Repeat each entry exactly. Drop every image.

[Stored records]
..........
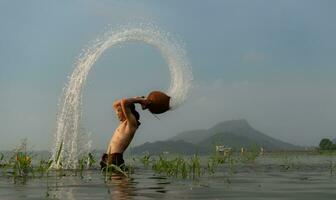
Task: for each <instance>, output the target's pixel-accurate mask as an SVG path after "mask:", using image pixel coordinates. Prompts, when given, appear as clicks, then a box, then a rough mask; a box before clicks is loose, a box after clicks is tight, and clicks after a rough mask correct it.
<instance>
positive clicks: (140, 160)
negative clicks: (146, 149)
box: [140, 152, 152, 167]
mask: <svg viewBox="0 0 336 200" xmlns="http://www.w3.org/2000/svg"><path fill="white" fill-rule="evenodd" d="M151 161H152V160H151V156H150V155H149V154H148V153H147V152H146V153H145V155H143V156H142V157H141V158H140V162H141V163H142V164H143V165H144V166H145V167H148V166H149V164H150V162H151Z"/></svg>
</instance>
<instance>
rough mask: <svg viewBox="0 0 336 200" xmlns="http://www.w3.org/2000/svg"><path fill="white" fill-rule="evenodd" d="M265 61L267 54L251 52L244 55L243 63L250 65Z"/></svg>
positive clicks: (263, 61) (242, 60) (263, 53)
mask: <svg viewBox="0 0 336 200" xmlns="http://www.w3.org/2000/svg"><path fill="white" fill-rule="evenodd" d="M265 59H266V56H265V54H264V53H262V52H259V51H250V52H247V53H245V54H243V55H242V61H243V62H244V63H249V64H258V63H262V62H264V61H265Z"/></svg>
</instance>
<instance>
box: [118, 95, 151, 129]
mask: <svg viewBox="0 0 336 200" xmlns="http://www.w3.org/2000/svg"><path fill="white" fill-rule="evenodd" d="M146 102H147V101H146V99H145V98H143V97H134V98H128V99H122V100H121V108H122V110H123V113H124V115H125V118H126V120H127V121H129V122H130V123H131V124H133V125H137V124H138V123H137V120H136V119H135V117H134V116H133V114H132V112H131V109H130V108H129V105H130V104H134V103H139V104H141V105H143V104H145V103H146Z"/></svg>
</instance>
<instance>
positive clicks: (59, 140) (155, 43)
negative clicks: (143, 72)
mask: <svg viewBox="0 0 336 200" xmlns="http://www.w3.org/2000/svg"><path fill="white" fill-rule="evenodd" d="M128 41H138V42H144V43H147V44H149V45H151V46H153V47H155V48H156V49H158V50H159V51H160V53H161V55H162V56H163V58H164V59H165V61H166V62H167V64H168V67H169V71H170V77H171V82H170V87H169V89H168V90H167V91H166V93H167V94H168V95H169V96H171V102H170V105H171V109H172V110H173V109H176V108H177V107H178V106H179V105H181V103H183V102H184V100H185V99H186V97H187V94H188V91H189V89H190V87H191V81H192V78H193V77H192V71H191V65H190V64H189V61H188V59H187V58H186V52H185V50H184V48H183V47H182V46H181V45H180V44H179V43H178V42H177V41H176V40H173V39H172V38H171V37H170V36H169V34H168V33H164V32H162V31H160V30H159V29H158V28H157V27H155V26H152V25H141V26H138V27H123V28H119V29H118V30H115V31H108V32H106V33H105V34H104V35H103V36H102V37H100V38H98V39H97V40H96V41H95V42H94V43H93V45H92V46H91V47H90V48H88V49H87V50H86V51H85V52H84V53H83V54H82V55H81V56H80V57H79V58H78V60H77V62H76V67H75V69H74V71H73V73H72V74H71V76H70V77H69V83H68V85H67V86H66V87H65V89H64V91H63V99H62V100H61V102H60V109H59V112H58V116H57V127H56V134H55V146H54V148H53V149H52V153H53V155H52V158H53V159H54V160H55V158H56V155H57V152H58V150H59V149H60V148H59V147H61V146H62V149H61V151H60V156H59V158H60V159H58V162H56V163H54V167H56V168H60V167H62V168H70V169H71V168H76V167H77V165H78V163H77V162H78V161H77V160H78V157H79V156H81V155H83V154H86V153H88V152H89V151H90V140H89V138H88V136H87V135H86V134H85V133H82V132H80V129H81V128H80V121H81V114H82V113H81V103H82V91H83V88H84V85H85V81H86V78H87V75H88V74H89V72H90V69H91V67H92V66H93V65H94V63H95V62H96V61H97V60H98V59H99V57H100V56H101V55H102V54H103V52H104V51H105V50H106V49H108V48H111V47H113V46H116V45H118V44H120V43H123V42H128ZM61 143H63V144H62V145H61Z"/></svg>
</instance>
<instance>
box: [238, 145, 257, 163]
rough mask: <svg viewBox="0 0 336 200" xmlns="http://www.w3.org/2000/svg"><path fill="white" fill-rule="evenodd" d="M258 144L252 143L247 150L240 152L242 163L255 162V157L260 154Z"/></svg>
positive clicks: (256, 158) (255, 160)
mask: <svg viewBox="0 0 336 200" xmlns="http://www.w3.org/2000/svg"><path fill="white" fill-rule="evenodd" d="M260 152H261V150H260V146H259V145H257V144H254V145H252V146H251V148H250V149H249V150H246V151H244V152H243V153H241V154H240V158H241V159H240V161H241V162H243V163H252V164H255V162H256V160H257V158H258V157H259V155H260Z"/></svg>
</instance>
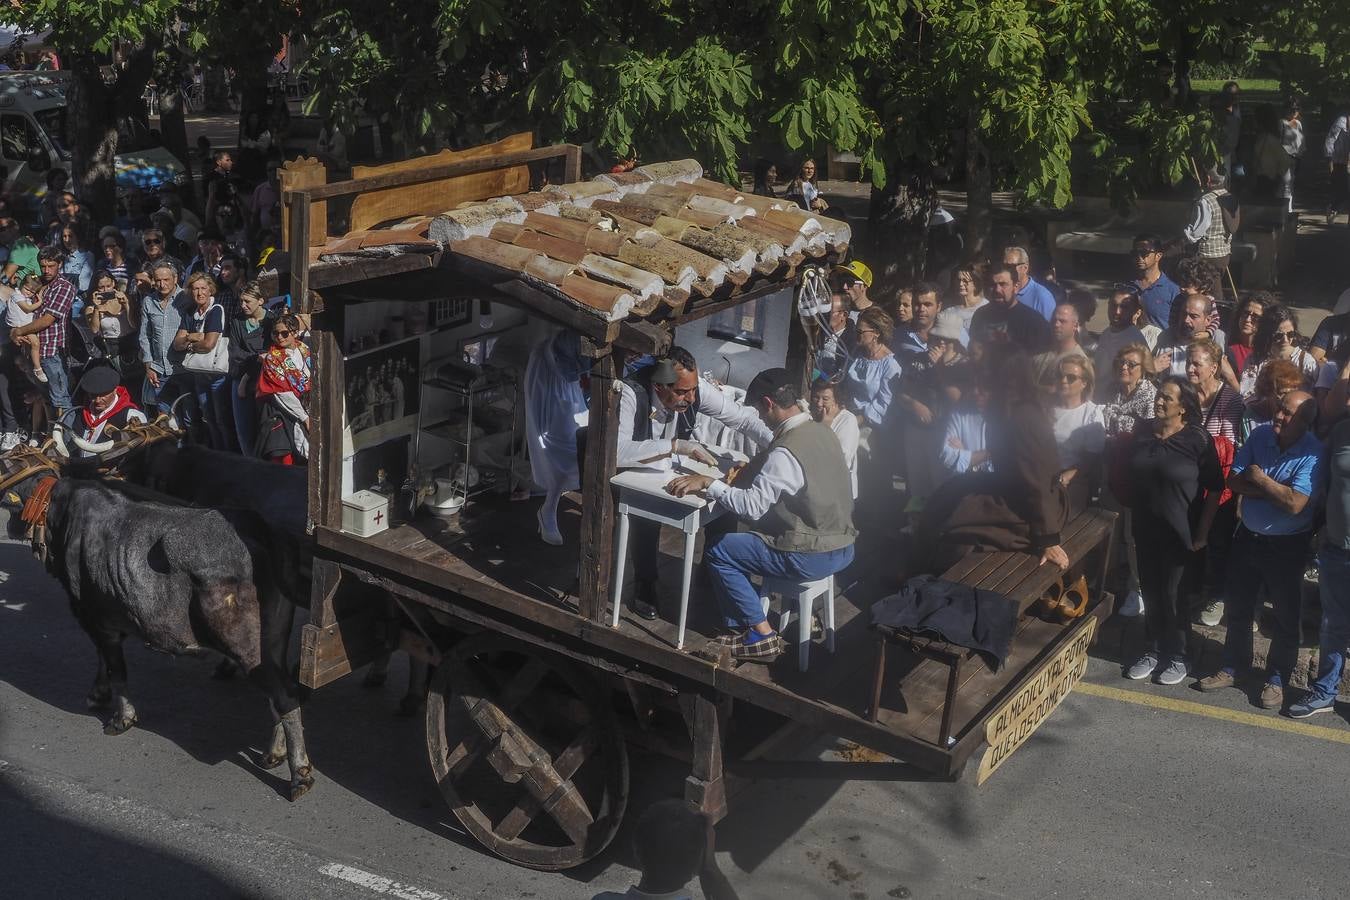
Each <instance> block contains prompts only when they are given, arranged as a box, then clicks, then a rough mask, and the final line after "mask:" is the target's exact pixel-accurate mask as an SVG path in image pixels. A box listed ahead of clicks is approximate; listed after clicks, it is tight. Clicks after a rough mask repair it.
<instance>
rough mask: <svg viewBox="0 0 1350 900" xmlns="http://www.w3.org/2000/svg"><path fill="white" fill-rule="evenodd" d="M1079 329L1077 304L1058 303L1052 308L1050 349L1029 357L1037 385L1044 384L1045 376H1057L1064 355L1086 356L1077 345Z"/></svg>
..........
• [Task answer]
Task: for each <instance>, output the target's pixel-accurate mask as an SVG path after "mask:", using image pixel coordinates. Prompts, when given, appear as clicks, then a box, then a rough mask; a box before clicks is loose, a box after clicks is tight, and clicks after a rough mask correct it.
<instance>
positive clicks: (140, 160)
negative clicks: (146, 149)
box: [140, 152, 152, 167]
mask: <svg viewBox="0 0 336 200" xmlns="http://www.w3.org/2000/svg"><path fill="white" fill-rule="evenodd" d="M151 161H152V160H151V156H150V155H149V154H148V153H147V152H146V153H145V155H143V156H142V157H141V158H140V162H141V163H142V164H143V165H144V166H145V167H148V166H149V164H150V162H151Z"/></svg>
</instance>
<instance>
rough mask: <svg viewBox="0 0 336 200" xmlns="http://www.w3.org/2000/svg"><path fill="white" fill-rule="evenodd" d="M265 61L267 54L251 52L244 55L243 63L250 65Z"/></svg>
positive clicks: (263, 61) (242, 60) (263, 53)
mask: <svg viewBox="0 0 336 200" xmlns="http://www.w3.org/2000/svg"><path fill="white" fill-rule="evenodd" d="M265 59H266V56H265V54H264V53H262V52H259V51H250V52H247V53H245V54H243V55H242V61H243V62H244V63H249V64H258V63H262V62H264V61H265Z"/></svg>
</instance>
<instance>
box: [118, 95, 151, 129]
mask: <svg viewBox="0 0 336 200" xmlns="http://www.w3.org/2000/svg"><path fill="white" fill-rule="evenodd" d="M146 102H147V101H146V99H145V98H143V97H134V98H128V99H122V100H121V108H122V110H123V113H124V115H125V118H126V120H127V121H129V122H130V123H131V124H133V125H137V124H138V123H137V120H136V119H135V117H134V116H133V114H132V112H131V109H130V108H129V105H130V104H134V103H139V104H141V105H143V104H145V103H146Z"/></svg>
</instance>
<instance>
positive clicks: (59, 140) (155, 43)
negative clicks: (143, 72)
mask: <svg viewBox="0 0 336 200" xmlns="http://www.w3.org/2000/svg"><path fill="white" fill-rule="evenodd" d="M128 41H138V42H144V43H147V44H149V45H151V46H153V47H155V48H156V49H158V50H159V51H160V53H161V55H162V56H163V58H164V59H165V61H166V62H167V64H168V67H169V71H170V77H171V82H170V87H169V89H168V90H167V91H166V93H167V94H168V95H169V96H171V102H170V105H171V109H172V110H173V109H176V108H177V107H178V106H179V105H181V103H183V102H184V100H185V99H186V97H187V94H188V91H189V89H190V87H191V81H192V78H193V77H192V71H191V65H190V64H189V61H188V59H187V58H186V52H185V50H184V48H183V47H182V46H181V45H180V44H179V43H178V42H177V41H176V40H173V39H172V38H171V37H170V36H169V34H168V33H164V32H162V31H160V30H159V29H158V28H157V27H155V26H152V25H141V26H138V27H123V28H119V29H118V30H115V31H108V32H106V33H105V34H104V35H103V36H102V37H100V38H98V39H97V40H96V41H95V42H94V43H93V45H92V46H91V47H90V48H88V49H87V50H86V51H85V52H84V53H83V54H82V55H81V56H80V57H79V58H78V60H77V62H76V67H75V69H74V71H73V73H72V74H71V76H70V77H69V83H68V85H67V86H66V87H65V89H64V91H63V99H62V100H61V102H60V109H59V112H58V116H57V127H56V134H55V146H54V148H53V149H52V153H53V155H52V158H53V159H54V160H55V158H56V155H57V152H58V150H59V149H60V148H59V147H61V146H62V149H61V151H60V156H59V158H60V159H58V162H56V163H54V167H56V168H60V167H62V168H70V169H71V168H76V167H77V165H78V163H77V162H78V161H77V160H78V157H79V156H81V155H83V154H86V153H88V152H89V151H90V140H89V138H88V136H87V135H86V134H85V133H82V132H80V129H81V128H80V121H81V114H82V113H81V103H82V91H83V88H84V85H85V81H86V78H87V75H88V74H89V72H90V69H91V67H92V66H93V65H94V63H95V62H96V61H97V60H98V59H99V57H100V56H101V55H102V54H103V52H104V51H105V50H106V49H108V48H111V47H113V46H116V45H118V44H120V43H123V42H128ZM61 143H63V144H62V145H61Z"/></svg>
</instance>
<instance>
box: [238, 145, 257, 163]
rough mask: <svg viewBox="0 0 336 200" xmlns="http://www.w3.org/2000/svg"><path fill="white" fill-rule="evenodd" d="M258 144L252 143L247 150L240 152L242 163L255 162V157L260 154Z"/></svg>
positive clicks: (256, 158) (255, 160)
mask: <svg viewBox="0 0 336 200" xmlns="http://www.w3.org/2000/svg"><path fill="white" fill-rule="evenodd" d="M260 152H261V150H260V146H259V145H257V144H254V145H252V146H251V148H250V149H249V150H246V151H244V152H243V153H241V154H240V158H241V159H240V161H241V162H243V163H252V164H255V162H256V160H257V158H258V157H259V155H260Z"/></svg>
</instance>
Each <instance> block contains prompts only when they are given, arranged as a box, then clicks, then a rough mask, and the final line after "mask:" is the target's exact pixel-accurate mask as an SVG path in image pixels. A box listed ahead of clicks is approximate; listed after clicks, it is tight. Clicks after a rough mask repair it.
<instance>
rough mask: <svg viewBox="0 0 1350 900" xmlns="http://www.w3.org/2000/svg"><path fill="white" fill-rule="evenodd" d="M1079 329L1077 304L1058 303L1052 308L1050 349L1029 357L1037 385L1044 384L1045 376H1057L1064 355L1086 356L1077 345Z"/></svg>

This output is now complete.